[EXTRACT PROVIDED]
- - - -

By Michael Laskoff
Unexpected unemployment is hard not only on the suddenly jobless but also on his or her domestic partner, whether that's a wife, husband, girlfriend, boyfriend -- a partner of any sort. How do I know this? Because after every job loss, I have been a combination of stony stoicism and undignified blubbering, consumed with my problems to the exclusion of anything -- or anyone -- else. Only gradually do I get around to remembering that I'm not in the quagmire alone. I've dragged my wife along for the ride.
And while she has had all too much experience being a rock during my turbulent professional life, it's not a role she relishes. She has had to deal with the financial consequences of my joblessness as well as the strain of my seemingly nonstop moping. This confluence, as you can imagine, has occasionally put quite a strain on our otherwise happy home.
I've come to realize that that while finding a new job is an unemployed person's first priority, managing the impact of joblessness on the domestic situation is a close second. And no, I'm not about to go all touchy-feely on you, but I believe that paying some attention to your home life will make your journey among the unemployed more pleasant -- and shorter. So, here are some suggestions:
Don't be such a killjoy. In the immediate aftermath of job loss, you are going to be angry, depressed, and generally no fun to be around. And your partner, if he or she is worth his or her salt, will understand this, comfort you, and remind you -- over and over again -- that there's light and joy in the universe. Receiving such unrelenting support is your right -- temporarily.
If, however, you persist in darkening the mood of any room that you enter, people will soon respond by going to great lengths to avoid you. This behavior will first manifest itself among acquaintances and friends, but your better half will eventually grow tired of hearing about just how awful your day was. And when that happens, the fighting begins. This will not only increase your personal misery but also make it vastly more difficult to maintain the kind of positive outlook that makes job searching much easier.
Thus, it's important to find sources of happiness and satisfaction outside of the professional realm. This doesn't require you to channel Tony Robbins or Dr. Phil, but you will need to find and express pleasure from other areas, such as community activities, educational pursuits, or hobbies. Such things will provide you with positive topics to mix in with the job-search talk (much of which will probably be negative) and make you far more tolerable. In return, you'll receive far greater moral support at home.
Increase your domestic participation. Be honest. No matter how many hours you search for work during the week, doing so takes up less of your time than your previous job did. Your partner, by contrast, still has all the responsibilities that he or she used to have, plus the added burden of supporting your fragile psyche. And whether it's explicit or not, your partner is going to expect you to assume more domestic responsibilities -- which could include cooking, shopping, picking up the kids (if applicable), or scrubbing the toilet. This is entirely rational and sensible.

- - - -

[EXERCISE TASK A] For each statement below, decide whether the essay on job loss and home life agrees with it, answering yes or no and quoting the deciding words: (i) the writer calls finding a new job an unemployed person's first priority; (ii) the unemployed person is entitled to unrelenting support from a partner indefinitely; (iii) scrubbing the toilet is named as one possible domestic responsibility.
[EXERCISE TASK B] Reproduce the passage of the essay on job loss and home life starting at "If, however, you" and ending at "searching much easier.", substituting "spouse" for "better half".

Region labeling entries
- - - -

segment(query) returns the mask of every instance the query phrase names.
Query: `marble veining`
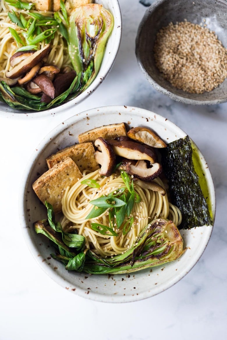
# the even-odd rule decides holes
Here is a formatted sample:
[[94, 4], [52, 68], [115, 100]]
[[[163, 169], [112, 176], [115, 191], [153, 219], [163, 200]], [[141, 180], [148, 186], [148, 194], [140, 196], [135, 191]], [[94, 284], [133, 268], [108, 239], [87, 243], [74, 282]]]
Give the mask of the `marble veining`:
[[[134, 54], [141, 3], [119, 0], [120, 47], [110, 74], [94, 93], [68, 111], [31, 118], [0, 117], [1, 211], [0, 339], [38, 340], [191, 340], [225, 338], [227, 330], [227, 103], [194, 106], [175, 102], [152, 88]], [[77, 296], [53, 281], [32, 257], [18, 217], [20, 182], [32, 153], [49, 132], [72, 116], [110, 105], [135, 106], [176, 124], [206, 159], [216, 189], [215, 223], [199, 260], [182, 279], [152, 298], [103, 304]]]

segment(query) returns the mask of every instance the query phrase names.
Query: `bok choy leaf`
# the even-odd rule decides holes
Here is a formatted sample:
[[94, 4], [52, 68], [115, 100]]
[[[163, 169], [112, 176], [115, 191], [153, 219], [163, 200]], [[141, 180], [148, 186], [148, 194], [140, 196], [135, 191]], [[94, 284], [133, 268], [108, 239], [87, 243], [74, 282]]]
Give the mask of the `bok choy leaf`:
[[46, 205], [48, 219], [35, 222], [35, 230], [54, 242], [56, 253], [51, 256], [62, 262], [67, 270], [93, 274], [130, 273], [163, 265], [184, 252], [183, 240], [176, 226], [172, 221], [160, 218], [149, 223], [124, 254], [103, 258], [84, 249], [83, 236], [64, 232], [55, 221], [51, 206], [46, 202]]
[[79, 73], [94, 61], [94, 73], [87, 86], [99, 69], [113, 22], [110, 12], [97, 4], [76, 7], [69, 17], [68, 49], [75, 70]]

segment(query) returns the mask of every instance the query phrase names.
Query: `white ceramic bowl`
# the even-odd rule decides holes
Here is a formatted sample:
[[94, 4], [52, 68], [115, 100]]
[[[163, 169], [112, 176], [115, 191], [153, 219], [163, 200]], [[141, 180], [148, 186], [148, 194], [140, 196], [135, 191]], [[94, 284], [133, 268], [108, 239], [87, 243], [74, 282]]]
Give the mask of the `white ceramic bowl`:
[[64, 112], [89, 97], [102, 83], [113, 65], [120, 46], [122, 32], [121, 16], [118, 0], [95, 0], [94, 2], [102, 4], [104, 8], [111, 12], [114, 17], [114, 23], [113, 31], [107, 41], [100, 69], [91, 85], [74, 99], [56, 107], [42, 111], [17, 110], [0, 101], [0, 114], [4, 115], [7, 112], [8, 116], [10, 113], [15, 116], [26, 113], [30, 114], [31, 116], [37, 114], [41, 116], [48, 113]]
[[[149, 126], [166, 142], [186, 135], [177, 126], [161, 116], [136, 107], [99, 107], [79, 114], [67, 120], [64, 125], [60, 124], [50, 132], [40, 143], [26, 168], [20, 193], [23, 198], [20, 207], [23, 234], [32, 253], [42, 268], [65, 289], [97, 301], [123, 302], [140, 300], [163, 291], [188, 272], [206, 248], [212, 226], [181, 231], [184, 246], [188, 249], [178, 260], [153, 267], [152, 272], [148, 269], [131, 273], [130, 275], [115, 275], [112, 276], [113, 279], [108, 275], [90, 275], [67, 272], [61, 263], [50, 258], [51, 251], [49, 240], [37, 235], [33, 226], [33, 222], [46, 218], [46, 209], [40, 204], [32, 187], [37, 174], [42, 174], [47, 170], [45, 158], [60, 149], [78, 142], [79, 133], [100, 126], [99, 122], [103, 125], [124, 122], [131, 126]], [[215, 201], [213, 183], [206, 162], [199, 153], [202, 171], [209, 188], [214, 218]]]

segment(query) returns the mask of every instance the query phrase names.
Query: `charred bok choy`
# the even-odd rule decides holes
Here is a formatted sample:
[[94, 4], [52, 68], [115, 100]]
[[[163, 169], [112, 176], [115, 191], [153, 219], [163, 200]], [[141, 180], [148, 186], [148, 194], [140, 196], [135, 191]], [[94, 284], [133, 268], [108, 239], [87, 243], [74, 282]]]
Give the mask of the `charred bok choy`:
[[48, 218], [34, 223], [36, 232], [48, 237], [56, 248], [51, 254], [68, 270], [93, 274], [120, 274], [163, 265], [178, 258], [183, 252], [183, 241], [171, 221], [158, 219], [142, 231], [133, 247], [124, 254], [102, 258], [85, 248], [84, 238], [65, 233], [55, 221], [51, 205], [46, 203]]
[[[12, 55], [0, 38], [2, 49], [10, 56], [2, 65], [0, 58], [0, 101], [17, 109], [39, 111], [84, 91], [98, 72], [113, 29], [109, 11], [101, 4], [89, 3], [67, 14], [61, 0], [60, 10], [45, 16], [34, 11], [34, 4], [28, 1], [4, 2], [10, 8], [6, 33], [15, 47]], [[48, 53], [35, 58], [36, 53], [47, 45]]]

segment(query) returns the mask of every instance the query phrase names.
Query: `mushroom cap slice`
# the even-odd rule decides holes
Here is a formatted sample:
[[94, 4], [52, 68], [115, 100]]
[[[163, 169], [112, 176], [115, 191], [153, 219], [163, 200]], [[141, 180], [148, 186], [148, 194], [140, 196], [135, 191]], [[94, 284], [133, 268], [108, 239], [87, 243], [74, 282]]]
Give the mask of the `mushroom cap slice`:
[[46, 65], [41, 67], [38, 74], [41, 74], [43, 73], [47, 76], [52, 81], [53, 80], [55, 74], [59, 73], [60, 69], [54, 65]]
[[166, 193], [166, 191], [164, 188], [153, 181], [151, 181], [150, 182], [142, 181], [139, 178], [136, 177], [133, 178], [133, 183], [137, 184], [141, 188], [145, 189], [149, 189], [152, 191], [158, 191], [160, 193], [162, 196], [165, 196]]
[[133, 140], [115, 140], [108, 139], [111, 144], [114, 152], [117, 156], [120, 156], [129, 159], [136, 160], [144, 159], [155, 163], [157, 155], [152, 149], [146, 148], [146, 146]]
[[10, 59], [10, 64], [12, 67], [14, 67], [25, 59], [28, 58], [32, 55], [35, 51], [21, 51], [16, 52], [13, 54]]
[[15, 79], [10, 79], [9, 78], [0, 77], [0, 82], [4, 82], [9, 86], [12, 86], [13, 85], [16, 85], [18, 79], [19, 78], [16, 78]]
[[147, 128], [133, 128], [127, 133], [128, 137], [153, 148], [166, 148], [165, 143]]
[[39, 74], [32, 80], [32, 81], [37, 85], [44, 93], [52, 99], [54, 98], [54, 88], [52, 81], [45, 74]]
[[99, 173], [108, 177], [111, 174], [115, 166], [116, 157], [111, 146], [102, 137], [99, 137], [94, 142], [98, 148], [95, 154], [95, 159], [101, 166]]
[[32, 93], [33, 95], [37, 95], [42, 92], [40, 88], [31, 81], [25, 84], [25, 88], [27, 91], [31, 93]]
[[21, 76], [41, 61], [49, 53], [51, 49], [50, 44], [48, 44], [43, 48], [32, 53], [30, 56], [17, 64], [11, 71], [6, 71], [5, 76], [12, 79]]
[[151, 168], [148, 168], [144, 160], [139, 160], [136, 164], [129, 162], [126, 165], [126, 172], [142, 181], [149, 182], [157, 177], [162, 171], [162, 166], [159, 163], [154, 163]]
[[35, 66], [34, 66], [30, 71], [23, 78], [21, 78], [18, 80], [18, 83], [20, 85], [28, 83], [35, 77], [36, 73], [40, 68], [41, 66], [41, 63], [39, 63]]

- - - -

[RESULT A]
(i) Yes: "while finding a new job is an unemployed person's first priority"
(ii) No: "Receiving such unrelenting support is your right -- temporarily."
(iii) Yes: "which could include cooking, shopping, picking up the kids (if applicable), or scrubbing the toilet"

[RESULT B]
If, however, you persist in darkening the mood of any room that you enter, people will soon respond by going to great lengths to avoid you. This behavior will first manifest itself among acquaintances and friends, but your spouse will eventually grow tired of hearing about just how awful your day was. And when that happens, the fighting begins. This will not only increase your personal misery but also make it vastly more difficult to maintain the kind of positive outlook that makes job searching much easier.